(Records Opens)

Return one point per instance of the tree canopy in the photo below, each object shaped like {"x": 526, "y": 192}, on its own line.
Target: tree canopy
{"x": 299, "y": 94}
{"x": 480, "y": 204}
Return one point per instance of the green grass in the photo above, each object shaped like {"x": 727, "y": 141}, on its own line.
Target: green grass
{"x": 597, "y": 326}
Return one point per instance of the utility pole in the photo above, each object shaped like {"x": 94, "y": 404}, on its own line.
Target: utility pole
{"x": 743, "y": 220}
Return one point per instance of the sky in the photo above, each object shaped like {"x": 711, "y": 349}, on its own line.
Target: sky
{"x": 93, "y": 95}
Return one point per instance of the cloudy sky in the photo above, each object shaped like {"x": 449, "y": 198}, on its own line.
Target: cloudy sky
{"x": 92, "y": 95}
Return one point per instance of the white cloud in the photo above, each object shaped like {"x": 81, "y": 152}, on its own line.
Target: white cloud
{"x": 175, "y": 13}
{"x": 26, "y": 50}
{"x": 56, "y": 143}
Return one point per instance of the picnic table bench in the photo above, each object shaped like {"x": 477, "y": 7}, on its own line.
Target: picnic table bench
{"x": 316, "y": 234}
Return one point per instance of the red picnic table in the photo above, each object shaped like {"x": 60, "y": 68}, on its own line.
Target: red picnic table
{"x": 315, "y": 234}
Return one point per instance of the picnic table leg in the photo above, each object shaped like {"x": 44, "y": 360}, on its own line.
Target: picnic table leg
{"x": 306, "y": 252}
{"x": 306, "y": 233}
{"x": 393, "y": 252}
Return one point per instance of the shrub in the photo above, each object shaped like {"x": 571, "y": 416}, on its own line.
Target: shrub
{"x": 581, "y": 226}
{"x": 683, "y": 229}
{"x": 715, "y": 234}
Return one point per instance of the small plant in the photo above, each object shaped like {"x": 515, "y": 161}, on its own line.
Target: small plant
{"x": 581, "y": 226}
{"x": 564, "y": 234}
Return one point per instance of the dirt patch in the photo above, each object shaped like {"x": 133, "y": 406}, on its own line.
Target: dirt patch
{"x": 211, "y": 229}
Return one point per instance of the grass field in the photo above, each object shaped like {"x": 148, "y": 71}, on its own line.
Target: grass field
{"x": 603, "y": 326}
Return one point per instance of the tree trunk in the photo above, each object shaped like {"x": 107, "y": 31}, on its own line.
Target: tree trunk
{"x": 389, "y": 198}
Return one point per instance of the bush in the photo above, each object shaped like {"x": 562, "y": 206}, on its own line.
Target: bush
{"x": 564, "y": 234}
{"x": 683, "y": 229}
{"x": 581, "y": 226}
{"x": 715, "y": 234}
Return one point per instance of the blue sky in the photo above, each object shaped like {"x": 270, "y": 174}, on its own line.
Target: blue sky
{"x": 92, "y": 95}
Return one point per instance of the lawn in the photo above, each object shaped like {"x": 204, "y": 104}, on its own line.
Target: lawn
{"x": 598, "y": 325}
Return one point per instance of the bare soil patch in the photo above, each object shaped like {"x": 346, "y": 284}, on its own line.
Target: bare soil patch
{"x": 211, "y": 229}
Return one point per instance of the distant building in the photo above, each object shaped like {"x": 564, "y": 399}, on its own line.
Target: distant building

(Records Closes)

▸ Directions for this task: All of the material should appear again, reproduced word for word.

▸ Answer to the problem:
Return one point per instance of the tree canopy in the photo below, each object shaped like {"x": 526, "y": 192}, on its own line.
Target: tree canopy
{"x": 299, "y": 94}
{"x": 480, "y": 204}
Return one point per instance of the green grass in the photo above, each object shaped like {"x": 727, "y": 141}, on its own line.
Target: green grass
{"x": 597, "y": 326}
Return one point per instance of the utility pole in the photo above, each object shaped like {"x": 94, "y": 404}, on its own line.
Target: utility pole
{"x": 743, "y": 220}
Return one point per instance of the sky in the photo above, each object shaped like {"x": 711, "y": 349}, on its own line.
Target: sky
{"x": 93, "y": 95}
Return one point per instance of the cloudy sky in the photo above, each object shaped like {"x": 449, "y": 198}, on its own line.
Target: cloudy sky
{"x": 92, "y": 95}
Return one point per instance of the white cloud in the photo above, each object shaped like {"x": 81, "y": 152}, on its own line.
Target: white cloud
{"x": 175, "y": 13}
{"x": 26, "y": 50}
{"x": 56, "y": 143}
Return one point per instance of the picnic table bench in the photo above, each object shaped like {"x": 477, "y": 7}, on its own line.
Target: picnic table bench
{"x": 316, "y": 234}
Return one point per instance of the red picnic table in the photo above, each object shaped like {"x": 60, "y": 68}, on its own line.
Target: red picnic table
{"x": 315, "y": 234}
Return one point per instance of the picnic table leg in the photo above, each object shaped like {"x": 44, "y": 360}, on its own line.
Target: picnic table leg
{"x": 306, "y": 252}
{"x": 306, "y": 233}
{"x": 393, "y": 252}
Return one point per instance of the shrub in the photo above, each object shaped like {"x": 571, "y": 416}, on its own line.
Target: shrub
{"x": 581, "y": 226}
{"x": 683, "y": 229}
{"x": 715, "y": 234}
Return one point per instance of the small plant in the photo above, each object shaped like {"x": 515, "y": 161}, on its own line.
Target: small plant
{"x": 581, "y": 226}
{"x": 564, "y": 234}
Return one point per instance of the dirt patch in the photo above, each object shaped like {"x": 133, "y": 406}, on its own line.
Target: dirt patch
{"x": 211, "y": 229}
Return one point per instance of the grass field in the photo above, each object shaped like {"x": 148, "y": 71}, on its own line.
Target: grass field
{"x": 603, "y": 326}
Return one point per instance of the tree trunk in the photo above, each object shaped like {"x": 107, "y": 31}, on its own line.
Target: tree trunk
{"x": 389, "y": 198}
Return one point per instance of the bush in the photo above, each object shaped like {"x": 562, "y": 206}, on its own line.
Target: bush
{"x": 564, "y": 234}
{"x": 683, "y": 229}
{"x": 581, "y": 226}
{"x": 715, "y": 234}
Return one point per instance of the blue sky in the photo above, each object shaped like {"x": 270, "y": 174}, on its own line.
Target: blue sky
{"x": 92, "y": 95}
Return one point per instance of the lawn in the photo above, each object shaped like {"x": 204, "y": 104}, on its own line.
Target: lawn
{"x": 598, "y": 325}
Return one point per instance of the bare soil patch in the photo above, each object shaped like {"x": 346, "y": 284}, on its own line.
Target: bare soil patch
{"x": 211, "y": 229}
Return one point per instance of the distant building in the photo above, each object shaped like {"x": 564, "y": 399}, on its own line.
Target: distant building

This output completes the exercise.